═════ Text block ═════

These tail gas treatment processes save the power required for recompression. But in exchange the off-gas cannot generate power. Therefore the efficiencies of both routes are similar.
Options to optimize
The requirements for an ideal gas cleaning section in an IGCC plant are:
- It contains no COS/HCN hydrolysis.
- The desulphurization scrubber is highly selective between H2S and CO2, i.e. leaves most CO2 in the purified gas while scrubbing off H2S to the trace level.
- The high selectivity leads to an acid gas fraction to the Claus plant that is highly concentrated, so that the lower operability limit of minimum 20 vol per cent H2S is safely avoided.
A scrubber which comes close to these requirements is the novel ‘Polar-1′ process developed especially for the priorities in an IGCC environment. Polar-1 is a physical scrubbing process using an organic solvent. It has been tested extensively in a pilot plant for about four years at UBE Industries’ ammonia plant, downstream of a Texaco coal gasifier.
Polar-1’s flow scheme is the same as for Selexol, shown in Figure 3. However, compared to Selexol, the Polar-1 solvent removes only about half as much CO2, i.e. it is much more selective between H2S and CO2. And Polar-1 can convert and scrub off COS so that the catalytic hydrolysis step can be omitted. These are important
features because they allow a simpler process configuration as shown in Figure 4.
The effects on the IGCC economy when using Polar-1 rather than Selexol are listed in Table 1 and include:
Power plant: The difference between Polar-1 and the glyme scrubber in power generation results from the different removal of gases. Polar-1 leaves more H2 and CO in the fuel gas. Polar-1 also leaves more CO2 in the gas so that less air for moderation of the flame temperature is required. The difference is higher power generation.
The higher energy content of the purified gas from Polar-1 allows more steam to be generated on all levels and more heated boiler feed water. This energy can be utilized in the combined cycle section of the power plant, increasing the annual value of power generation.
Scrubber: The operating cost of the scrubbers includes the pumping and regeneration energies. Not included is the solvent make-up because it depends on so many parameters that are hard to quantify. The pumping and regeneration energies for both scrubbers, Polar-1 and glyme are similar.
COS hydrolysis: For Polar-1 this step is not needed. This increases the difference in the annual value of the power generated.
Claus plant and Claus tail gas treatment: The Claus plant receives acid gas from the scrubber regeneration. Since Polar-1 is more selective, its acid gas fraction is richer in H2S than in the glyme scrubber case. In the example case the H2S content is 57.0 per cent versus 36.6 per cent for the glyme scrubber. That means the Claus plant downstream glyme has to be designed for more inert gas throughput.

═════ Raw records ═════

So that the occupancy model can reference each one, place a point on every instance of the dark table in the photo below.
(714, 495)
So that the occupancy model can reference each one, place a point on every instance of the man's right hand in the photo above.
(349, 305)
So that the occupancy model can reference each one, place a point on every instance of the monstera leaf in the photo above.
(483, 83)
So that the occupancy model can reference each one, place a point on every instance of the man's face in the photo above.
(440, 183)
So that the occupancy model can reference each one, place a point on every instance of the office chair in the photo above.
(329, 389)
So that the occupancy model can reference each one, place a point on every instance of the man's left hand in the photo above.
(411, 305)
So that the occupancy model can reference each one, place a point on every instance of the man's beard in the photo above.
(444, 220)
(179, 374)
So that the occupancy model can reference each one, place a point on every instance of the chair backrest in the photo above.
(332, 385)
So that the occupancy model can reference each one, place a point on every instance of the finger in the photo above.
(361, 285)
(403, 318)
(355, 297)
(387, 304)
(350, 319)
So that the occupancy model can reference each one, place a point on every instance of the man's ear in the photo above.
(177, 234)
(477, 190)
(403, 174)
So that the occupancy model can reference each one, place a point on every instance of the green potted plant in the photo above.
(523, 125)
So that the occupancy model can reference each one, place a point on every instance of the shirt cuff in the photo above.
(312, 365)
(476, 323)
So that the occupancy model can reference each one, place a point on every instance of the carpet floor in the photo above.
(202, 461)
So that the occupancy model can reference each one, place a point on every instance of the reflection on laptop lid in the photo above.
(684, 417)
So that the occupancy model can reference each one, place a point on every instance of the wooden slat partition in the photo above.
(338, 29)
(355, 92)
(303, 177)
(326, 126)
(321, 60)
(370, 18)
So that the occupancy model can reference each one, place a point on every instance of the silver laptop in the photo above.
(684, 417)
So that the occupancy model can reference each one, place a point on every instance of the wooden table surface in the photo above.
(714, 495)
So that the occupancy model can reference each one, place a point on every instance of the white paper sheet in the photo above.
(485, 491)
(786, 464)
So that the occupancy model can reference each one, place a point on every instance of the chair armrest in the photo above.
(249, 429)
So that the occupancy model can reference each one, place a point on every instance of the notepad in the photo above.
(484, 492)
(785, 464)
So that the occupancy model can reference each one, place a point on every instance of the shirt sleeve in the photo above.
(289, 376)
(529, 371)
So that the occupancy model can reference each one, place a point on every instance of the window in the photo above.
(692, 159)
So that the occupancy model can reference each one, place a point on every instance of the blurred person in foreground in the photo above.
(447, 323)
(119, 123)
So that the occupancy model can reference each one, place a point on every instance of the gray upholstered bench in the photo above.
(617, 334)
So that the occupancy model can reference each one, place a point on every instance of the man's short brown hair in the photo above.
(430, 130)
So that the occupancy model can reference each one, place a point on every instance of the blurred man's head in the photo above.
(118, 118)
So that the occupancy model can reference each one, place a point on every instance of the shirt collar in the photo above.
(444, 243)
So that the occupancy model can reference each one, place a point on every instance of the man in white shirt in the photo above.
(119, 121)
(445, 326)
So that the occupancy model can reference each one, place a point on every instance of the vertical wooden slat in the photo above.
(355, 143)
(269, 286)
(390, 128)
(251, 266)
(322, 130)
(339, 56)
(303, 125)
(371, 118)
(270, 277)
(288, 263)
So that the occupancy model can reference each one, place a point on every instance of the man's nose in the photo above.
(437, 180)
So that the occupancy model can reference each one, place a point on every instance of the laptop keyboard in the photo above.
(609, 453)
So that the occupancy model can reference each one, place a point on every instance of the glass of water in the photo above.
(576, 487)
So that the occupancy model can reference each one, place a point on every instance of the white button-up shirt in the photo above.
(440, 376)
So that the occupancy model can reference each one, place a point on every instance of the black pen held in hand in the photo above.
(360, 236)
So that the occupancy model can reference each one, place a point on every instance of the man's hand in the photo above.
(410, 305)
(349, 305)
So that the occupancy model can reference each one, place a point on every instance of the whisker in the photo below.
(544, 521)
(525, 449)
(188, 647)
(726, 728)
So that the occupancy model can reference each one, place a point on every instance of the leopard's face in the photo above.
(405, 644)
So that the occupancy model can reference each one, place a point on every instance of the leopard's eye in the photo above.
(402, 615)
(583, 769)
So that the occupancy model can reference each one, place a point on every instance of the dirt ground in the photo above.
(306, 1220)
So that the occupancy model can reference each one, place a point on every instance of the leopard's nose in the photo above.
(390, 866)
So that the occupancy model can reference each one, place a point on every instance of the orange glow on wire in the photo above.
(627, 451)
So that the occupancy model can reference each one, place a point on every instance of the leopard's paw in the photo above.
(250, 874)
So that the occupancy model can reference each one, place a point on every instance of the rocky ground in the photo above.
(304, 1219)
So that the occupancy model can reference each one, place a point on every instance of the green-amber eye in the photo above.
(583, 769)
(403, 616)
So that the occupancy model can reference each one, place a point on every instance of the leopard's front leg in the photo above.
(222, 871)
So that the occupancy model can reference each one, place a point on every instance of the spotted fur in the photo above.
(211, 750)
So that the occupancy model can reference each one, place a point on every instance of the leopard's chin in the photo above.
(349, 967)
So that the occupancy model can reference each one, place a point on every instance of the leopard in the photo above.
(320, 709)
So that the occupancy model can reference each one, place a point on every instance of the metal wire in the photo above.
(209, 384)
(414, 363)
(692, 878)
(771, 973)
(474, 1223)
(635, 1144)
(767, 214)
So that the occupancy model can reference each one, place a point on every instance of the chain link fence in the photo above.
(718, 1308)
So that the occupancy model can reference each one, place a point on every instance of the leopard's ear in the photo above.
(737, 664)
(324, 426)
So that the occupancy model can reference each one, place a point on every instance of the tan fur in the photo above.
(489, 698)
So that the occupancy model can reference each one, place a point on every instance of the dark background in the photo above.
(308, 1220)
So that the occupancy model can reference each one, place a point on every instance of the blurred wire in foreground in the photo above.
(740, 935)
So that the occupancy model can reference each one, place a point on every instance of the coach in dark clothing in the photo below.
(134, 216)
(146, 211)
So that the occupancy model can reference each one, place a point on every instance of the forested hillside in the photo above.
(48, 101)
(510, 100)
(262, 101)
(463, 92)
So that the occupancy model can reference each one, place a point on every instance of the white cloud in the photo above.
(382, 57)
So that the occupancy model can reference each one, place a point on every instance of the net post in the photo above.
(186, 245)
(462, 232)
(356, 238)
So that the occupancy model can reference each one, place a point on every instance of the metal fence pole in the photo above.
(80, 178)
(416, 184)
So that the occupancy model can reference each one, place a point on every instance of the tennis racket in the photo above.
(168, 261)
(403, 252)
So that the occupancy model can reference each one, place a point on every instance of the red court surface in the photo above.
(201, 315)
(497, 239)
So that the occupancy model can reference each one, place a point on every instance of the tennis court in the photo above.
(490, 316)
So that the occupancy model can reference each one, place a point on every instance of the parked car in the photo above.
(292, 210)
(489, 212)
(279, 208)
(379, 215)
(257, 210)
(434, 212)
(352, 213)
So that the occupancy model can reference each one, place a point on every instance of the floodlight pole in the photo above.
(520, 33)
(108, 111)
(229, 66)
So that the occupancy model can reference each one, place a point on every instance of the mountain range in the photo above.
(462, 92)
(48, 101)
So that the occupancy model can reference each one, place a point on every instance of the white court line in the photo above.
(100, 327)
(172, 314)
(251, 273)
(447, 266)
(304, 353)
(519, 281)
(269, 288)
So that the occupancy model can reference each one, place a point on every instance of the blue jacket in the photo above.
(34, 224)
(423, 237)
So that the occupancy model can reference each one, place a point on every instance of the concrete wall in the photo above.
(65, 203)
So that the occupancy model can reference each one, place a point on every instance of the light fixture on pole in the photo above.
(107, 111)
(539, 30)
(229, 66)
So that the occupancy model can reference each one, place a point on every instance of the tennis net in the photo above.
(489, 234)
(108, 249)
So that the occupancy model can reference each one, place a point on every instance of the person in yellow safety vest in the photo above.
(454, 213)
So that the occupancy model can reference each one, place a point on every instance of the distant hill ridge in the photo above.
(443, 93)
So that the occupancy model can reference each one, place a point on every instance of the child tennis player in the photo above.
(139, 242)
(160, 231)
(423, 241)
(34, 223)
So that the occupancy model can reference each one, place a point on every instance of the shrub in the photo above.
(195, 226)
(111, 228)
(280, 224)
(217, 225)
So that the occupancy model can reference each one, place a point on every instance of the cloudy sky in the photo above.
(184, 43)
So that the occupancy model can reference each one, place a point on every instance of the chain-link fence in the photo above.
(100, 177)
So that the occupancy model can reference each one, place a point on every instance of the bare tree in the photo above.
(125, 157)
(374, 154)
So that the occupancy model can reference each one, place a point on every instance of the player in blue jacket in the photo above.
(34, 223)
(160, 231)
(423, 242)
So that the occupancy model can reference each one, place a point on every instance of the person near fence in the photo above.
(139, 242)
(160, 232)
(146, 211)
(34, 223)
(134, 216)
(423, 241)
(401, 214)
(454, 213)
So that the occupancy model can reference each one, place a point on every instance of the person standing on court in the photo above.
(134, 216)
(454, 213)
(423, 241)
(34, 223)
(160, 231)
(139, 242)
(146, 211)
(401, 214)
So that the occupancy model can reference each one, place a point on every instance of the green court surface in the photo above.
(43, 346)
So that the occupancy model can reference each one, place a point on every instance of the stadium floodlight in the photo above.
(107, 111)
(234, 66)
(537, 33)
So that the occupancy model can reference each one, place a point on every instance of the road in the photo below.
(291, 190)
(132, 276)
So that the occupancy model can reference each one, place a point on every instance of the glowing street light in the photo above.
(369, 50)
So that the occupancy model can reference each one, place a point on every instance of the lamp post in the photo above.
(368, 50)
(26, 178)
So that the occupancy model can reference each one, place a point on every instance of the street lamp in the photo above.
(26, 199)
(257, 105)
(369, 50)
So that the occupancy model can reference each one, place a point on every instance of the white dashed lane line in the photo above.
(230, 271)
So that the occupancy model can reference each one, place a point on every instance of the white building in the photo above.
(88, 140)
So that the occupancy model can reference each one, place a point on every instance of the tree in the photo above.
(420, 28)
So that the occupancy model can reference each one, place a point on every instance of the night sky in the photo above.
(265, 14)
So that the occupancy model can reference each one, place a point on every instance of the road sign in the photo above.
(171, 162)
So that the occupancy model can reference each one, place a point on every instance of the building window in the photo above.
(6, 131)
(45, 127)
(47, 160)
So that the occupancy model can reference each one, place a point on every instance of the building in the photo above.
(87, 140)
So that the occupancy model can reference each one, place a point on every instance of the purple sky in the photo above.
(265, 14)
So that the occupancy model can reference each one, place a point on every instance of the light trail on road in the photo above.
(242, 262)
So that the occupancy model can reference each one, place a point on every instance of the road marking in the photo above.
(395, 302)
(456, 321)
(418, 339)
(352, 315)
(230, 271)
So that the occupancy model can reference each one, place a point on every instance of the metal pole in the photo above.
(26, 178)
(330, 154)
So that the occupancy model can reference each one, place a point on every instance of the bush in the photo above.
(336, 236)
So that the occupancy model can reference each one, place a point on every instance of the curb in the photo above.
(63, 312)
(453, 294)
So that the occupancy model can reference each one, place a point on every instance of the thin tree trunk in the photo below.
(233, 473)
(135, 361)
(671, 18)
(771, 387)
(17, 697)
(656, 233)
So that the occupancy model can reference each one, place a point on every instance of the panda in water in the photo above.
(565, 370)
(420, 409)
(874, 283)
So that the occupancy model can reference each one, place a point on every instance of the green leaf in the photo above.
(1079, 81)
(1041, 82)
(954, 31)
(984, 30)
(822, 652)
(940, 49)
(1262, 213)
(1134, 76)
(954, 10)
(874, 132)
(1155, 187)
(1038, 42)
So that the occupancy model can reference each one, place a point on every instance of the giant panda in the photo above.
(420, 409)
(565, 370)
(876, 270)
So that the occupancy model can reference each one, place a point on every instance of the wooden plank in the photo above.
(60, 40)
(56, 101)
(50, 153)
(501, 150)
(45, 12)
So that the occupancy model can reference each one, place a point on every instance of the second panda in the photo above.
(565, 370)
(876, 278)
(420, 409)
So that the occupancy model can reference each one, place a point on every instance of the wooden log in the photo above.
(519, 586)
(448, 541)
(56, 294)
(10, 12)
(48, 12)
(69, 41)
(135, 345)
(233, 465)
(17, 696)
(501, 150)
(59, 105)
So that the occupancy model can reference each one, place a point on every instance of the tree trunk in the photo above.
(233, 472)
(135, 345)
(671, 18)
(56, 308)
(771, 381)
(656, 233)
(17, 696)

═════

Problem description
Can you retype the IGCC gas cleaning text above, word for word, from "The higher energy" to "of power generation."?

Complete answer
The higher energy content of the purified gas from Polar-1 allows more steam to be generated on all levels and more heated boiler feed water. This energy can be utilized in the combined cycle section of the power plant, increasing the annual value of power generation.